**Task statement:** Output the listing exactly, leaving nothing out.
*** Information ***
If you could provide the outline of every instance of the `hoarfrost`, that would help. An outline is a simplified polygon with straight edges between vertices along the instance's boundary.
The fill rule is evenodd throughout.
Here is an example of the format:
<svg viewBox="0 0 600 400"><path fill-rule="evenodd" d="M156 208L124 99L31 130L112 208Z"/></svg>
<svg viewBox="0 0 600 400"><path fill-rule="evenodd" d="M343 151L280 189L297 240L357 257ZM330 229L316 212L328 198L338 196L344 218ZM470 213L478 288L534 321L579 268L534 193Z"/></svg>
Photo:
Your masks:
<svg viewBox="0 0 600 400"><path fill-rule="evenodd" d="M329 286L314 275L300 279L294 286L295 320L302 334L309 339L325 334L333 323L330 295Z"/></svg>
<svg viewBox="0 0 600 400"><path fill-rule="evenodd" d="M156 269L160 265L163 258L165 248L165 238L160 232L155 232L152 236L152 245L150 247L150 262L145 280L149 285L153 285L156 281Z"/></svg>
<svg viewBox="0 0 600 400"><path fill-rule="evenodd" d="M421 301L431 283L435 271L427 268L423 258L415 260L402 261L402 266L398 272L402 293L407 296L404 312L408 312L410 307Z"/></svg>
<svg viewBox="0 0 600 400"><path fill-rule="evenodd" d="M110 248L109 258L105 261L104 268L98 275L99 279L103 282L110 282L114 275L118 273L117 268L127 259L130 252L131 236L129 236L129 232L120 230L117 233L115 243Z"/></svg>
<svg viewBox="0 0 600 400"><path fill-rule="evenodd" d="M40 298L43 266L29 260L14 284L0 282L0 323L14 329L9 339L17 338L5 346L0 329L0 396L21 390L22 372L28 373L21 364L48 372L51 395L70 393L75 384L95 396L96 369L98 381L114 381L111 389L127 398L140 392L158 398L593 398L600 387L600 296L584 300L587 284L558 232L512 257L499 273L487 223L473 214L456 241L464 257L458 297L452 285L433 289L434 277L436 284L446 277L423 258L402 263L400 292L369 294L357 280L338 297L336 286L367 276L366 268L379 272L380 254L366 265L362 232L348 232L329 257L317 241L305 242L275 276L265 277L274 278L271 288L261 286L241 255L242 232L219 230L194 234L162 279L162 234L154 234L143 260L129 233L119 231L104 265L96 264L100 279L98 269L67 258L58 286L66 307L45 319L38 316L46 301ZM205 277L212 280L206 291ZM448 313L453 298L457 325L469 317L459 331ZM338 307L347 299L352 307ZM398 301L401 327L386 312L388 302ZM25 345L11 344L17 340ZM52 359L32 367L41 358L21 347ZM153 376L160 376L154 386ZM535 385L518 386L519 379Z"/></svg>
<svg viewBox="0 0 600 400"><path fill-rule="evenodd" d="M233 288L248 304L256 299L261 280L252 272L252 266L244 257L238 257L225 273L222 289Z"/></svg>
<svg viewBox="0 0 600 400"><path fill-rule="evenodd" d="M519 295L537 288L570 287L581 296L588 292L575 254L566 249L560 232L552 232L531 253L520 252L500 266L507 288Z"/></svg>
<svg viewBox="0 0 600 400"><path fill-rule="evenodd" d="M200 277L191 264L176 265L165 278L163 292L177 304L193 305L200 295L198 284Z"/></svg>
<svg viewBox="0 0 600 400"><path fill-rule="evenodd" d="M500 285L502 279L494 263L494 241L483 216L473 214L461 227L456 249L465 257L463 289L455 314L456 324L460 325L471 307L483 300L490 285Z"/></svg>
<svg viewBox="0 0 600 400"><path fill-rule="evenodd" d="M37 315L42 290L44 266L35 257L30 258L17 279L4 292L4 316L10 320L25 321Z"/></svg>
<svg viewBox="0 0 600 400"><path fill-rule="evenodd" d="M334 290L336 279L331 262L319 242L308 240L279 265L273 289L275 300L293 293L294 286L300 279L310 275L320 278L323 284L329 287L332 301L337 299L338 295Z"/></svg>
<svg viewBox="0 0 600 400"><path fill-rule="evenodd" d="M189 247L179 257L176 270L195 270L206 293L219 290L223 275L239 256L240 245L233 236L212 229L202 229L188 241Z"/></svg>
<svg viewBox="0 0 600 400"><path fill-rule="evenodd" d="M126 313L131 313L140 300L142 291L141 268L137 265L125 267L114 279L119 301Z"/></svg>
***
**Solution to this exercise:**
If you could provide the outline of every instance of the `hoarfrost`, that would help. An outline is a simplified polygon with straight edges between vertices along the instance's boundary.
The fill rule is evenodd throughout.
Here is an example of the format:
<svg viewBox="0 0 600 400"><path fill-rule="evenodd" d="M156 208L124 99L31 130L112 208Z"/></svg>
<svg viewBox="0 0 600 400"><path fill-rule="evenodd" d="M343 151L280 189L297 240L357 257ZM330 229L316 212L328 198L338 196L344 218ZM470 213L478 288L534 321L579 268L534 193Z"/></svg>
Photo:
Your masks:
<svg viewBox="0 0 600 400"><path fill-rule="evenodd" d="M329 286L314 275L300 279L294 286L295 320L302 334L309 339L325 334L333 323L330 295Z"/></svg>
<svg viewBox="0 0 600 400"><path fill-rule="evenodd" d="M156 269L160 265L163 258L165 248L165 238L160 232L155 232L152 236L152 245L150 247L150 262L145 280L149 285L153 285L156 281Z"/></svg>
<svg viewBox="0 0 600 400"><path fill-rule="evenodd" d="M421 301L431 283L435 271L427 268L423 258L415 260L402 261L402 266L398 272L402 293L407 296L404 312L408 312L410 307Z"/></svg>
<svg viewBox="0 0 600 400"><path fill-rule="evenodd" d="M110 248L109 258L105 261L104 268L98 275L99 279L103 282L110 282L114 275L118 273L117 268L127 259L130 252L131 236L129 236L129 232L120 230L117 233L115 243Z"/></svg>
<svg viewBox="0 0 600 400"><path fill-rule="evenodd" d="M40 298L43 266L29 260L14 284L0 282L0 323L14 329L9 339L17 338L5 346L0 329L0 396L21 390L22 372L28 373L21 364L48 372L51 395L70 393L75 384L95 396L96 369L98 381L114 381L111 389L127 398L140 392L158 398L593 398L600 387L600 296L584 300L587 284L558 232L512 257L499 273L487 223L473 214L456 241L464 257L458 297L452 285L433 289L434 277L436 284L446 277L423 258L402 263L400 292L369 294L357 280L338 297L336 286L367 276L366 268L379 272L380 254L366 265L362 232L348 232L329 257L317 241L305 242L275 276L265 277L274 278L271 288L261 286L241 255L242 232L219 230L194 234L162 279L162 234L154 234L143 260L129 233L119 231L104 265L96 264L100 279L98 269L67 258L58 286L66 307L45 319L38 316L46 301ZM205 277L212 280L206 291ZM448 313L453 298L457 325L469 317L459 331ZM338 307L347 299L352 307ZM398 301L401 327L386 312L388 302ZM25 345L11 344L17 340ZM52 359L32 367L41 358L21 347ZM153 376L160 376L154 386ZM535 385L518 386L519 379Z"/></svg>
<svg viewBox="0 0 600 400"><path fill-rule="evenodd" d="M233 288L248 304L256 299L261 280L252 272L252 266L244 257L238 257L225 273L222 289Z"/></svg>
<svg viewBox="0 0 600 400"><path fill-rule="evenodd" d="M519 295L537 288L570 287L581 296L588 292L575 254L566 249L560 232L552 232L531 253L520 252L500 266L507 288Z"/></svg>
<svg viewBox="0 0 600 400"><path fill-rule="evenodd" d="M200 277L191 264L176 265L165 278L163 292L177 304L193 305L200 295L198 284Z"/></svg>
<svg viewBox="0 0 600 400"><path fill-rule="evenodd" d="M500 285L502 279L494 263L494 241L483 216L473 214L461 227L456 249L465 257L463 289L455 314L456 324L460 325L471 307L483 300L490 285Z"/></svg>
<svg viewBox="0 0 600 400"><path fill-rule="evenodd" d="M37 315L42 290L44 266L35 257L30 258L17 279L4 292L4 316L10 320L25 321Z"/></svg>
<svg viewBox="0 0 600 400"><path fill-rule="evenodd" d="M334 290L336 279L331 262L319 242L308 240L279 265L273 289L275 300L293 293L294 286L300 279L310 275L320 278L323 284L329 287L332 301L337 299L338 295Z"/></svg>
<svg viewBox="0 0 600 400"><path fill-rule="evenodd" d="M189 247L179 257L176 270L195 270L206 293L219 290L223 275L239 256L240 245L233 236L212 229L202 229L188 241Z"/></svg>
<svg viewBox="0 0 600 400"><path fill-rule="evenodd" d="M126 313L131 313L140 300L142 291L141 268L137 265L125 267L114 279L119 301Z"/></svg>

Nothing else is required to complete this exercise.